> [What this task involves]: Gather and copy out every line of the material that contains the word "approximate".

> [Data section]:

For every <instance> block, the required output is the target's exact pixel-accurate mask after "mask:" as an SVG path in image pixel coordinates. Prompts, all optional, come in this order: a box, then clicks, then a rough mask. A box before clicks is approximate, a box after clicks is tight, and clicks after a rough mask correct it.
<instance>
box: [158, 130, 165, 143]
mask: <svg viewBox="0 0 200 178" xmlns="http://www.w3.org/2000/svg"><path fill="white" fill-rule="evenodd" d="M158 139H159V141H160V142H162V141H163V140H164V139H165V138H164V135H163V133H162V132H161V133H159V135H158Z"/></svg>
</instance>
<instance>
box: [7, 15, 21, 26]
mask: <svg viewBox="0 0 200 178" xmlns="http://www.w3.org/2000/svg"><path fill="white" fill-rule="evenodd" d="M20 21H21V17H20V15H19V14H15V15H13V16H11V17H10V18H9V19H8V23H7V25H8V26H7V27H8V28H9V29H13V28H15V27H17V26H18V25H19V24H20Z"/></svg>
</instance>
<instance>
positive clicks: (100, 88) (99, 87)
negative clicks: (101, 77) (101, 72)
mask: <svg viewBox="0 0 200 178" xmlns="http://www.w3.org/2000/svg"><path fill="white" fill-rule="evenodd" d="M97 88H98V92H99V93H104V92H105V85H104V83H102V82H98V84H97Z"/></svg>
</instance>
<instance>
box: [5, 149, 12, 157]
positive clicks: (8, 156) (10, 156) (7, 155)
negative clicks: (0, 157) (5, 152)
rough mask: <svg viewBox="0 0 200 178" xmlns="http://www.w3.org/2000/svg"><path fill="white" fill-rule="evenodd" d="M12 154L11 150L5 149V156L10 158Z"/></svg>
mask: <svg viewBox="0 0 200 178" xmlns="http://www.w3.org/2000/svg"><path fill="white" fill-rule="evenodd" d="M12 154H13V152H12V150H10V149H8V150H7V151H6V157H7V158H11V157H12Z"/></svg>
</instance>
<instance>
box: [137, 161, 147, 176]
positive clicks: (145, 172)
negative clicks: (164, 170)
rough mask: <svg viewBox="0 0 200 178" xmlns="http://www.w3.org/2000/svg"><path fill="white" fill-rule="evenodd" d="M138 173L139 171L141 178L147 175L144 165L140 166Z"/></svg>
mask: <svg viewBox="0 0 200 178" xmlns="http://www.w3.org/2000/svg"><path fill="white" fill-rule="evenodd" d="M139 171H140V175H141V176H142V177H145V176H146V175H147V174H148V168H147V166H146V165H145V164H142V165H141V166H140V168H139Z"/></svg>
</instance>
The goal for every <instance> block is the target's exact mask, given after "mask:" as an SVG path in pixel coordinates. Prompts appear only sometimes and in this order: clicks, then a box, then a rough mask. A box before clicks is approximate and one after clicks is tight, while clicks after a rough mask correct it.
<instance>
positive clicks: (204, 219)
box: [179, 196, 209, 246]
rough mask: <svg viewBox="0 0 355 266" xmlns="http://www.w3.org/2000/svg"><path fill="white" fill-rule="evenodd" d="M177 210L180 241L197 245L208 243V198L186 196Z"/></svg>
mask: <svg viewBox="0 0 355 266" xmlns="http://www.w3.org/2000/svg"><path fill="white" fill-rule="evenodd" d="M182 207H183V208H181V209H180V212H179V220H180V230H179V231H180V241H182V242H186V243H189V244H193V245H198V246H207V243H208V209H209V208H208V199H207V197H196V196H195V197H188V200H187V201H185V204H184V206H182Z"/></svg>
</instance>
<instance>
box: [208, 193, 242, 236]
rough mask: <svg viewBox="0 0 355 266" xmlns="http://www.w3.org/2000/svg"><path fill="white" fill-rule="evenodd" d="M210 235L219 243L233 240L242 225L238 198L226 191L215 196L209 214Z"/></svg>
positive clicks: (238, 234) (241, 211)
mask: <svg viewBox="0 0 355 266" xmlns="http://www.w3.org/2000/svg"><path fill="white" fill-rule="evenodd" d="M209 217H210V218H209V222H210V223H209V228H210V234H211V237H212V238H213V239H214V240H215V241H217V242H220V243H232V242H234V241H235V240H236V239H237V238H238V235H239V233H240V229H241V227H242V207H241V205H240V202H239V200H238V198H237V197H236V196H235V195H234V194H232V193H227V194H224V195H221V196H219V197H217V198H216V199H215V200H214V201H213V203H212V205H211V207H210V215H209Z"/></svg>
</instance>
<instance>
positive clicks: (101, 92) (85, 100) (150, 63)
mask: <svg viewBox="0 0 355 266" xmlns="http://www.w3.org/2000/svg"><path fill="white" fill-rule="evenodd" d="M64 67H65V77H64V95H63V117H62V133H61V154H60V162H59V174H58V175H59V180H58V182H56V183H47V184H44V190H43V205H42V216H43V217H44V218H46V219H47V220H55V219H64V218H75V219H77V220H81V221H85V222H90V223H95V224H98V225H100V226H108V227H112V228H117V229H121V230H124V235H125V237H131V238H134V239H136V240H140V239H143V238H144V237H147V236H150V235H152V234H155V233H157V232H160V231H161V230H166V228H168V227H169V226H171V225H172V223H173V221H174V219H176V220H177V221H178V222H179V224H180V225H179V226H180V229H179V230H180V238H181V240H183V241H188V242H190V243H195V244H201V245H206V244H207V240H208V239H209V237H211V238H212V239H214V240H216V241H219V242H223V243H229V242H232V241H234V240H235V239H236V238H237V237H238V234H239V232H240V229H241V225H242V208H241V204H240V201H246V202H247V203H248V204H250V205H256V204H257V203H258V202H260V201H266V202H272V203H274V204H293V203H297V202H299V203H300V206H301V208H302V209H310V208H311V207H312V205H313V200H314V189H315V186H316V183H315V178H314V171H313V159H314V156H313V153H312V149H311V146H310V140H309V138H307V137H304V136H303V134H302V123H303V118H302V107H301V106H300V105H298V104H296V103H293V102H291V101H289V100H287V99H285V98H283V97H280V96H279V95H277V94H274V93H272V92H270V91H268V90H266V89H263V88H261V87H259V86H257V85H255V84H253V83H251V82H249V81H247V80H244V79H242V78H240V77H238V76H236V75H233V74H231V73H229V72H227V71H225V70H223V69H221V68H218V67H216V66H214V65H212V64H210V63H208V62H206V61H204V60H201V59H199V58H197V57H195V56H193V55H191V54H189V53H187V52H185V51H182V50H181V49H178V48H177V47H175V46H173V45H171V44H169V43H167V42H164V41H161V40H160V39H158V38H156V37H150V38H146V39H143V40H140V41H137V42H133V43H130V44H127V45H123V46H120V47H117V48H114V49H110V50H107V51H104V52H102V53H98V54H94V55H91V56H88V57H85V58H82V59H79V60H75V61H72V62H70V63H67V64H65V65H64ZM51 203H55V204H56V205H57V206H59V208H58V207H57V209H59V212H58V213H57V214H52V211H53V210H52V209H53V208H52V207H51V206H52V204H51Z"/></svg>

> [Written solution]:
For every <instance> block, the required output is the target's exact pixel-accurate mask after "mask:" as an SVG path in image pixel coordinates. Prompts, all optional, come in this order: a box, then clicks, then a rough mask. A box before clicks is approximate, a box after clicks is tight, and clicks after a rough mask correct it.
The goal for every <instance> block is the target's exact mask, given after "mask:" as an SVG path in pixel coordinates. Prompts appear only sometimes and in this order: clicks, then a box, then a rough mask. A box before clicks is approximate and one after clicks is tight, while clicks after a rough mask correct it.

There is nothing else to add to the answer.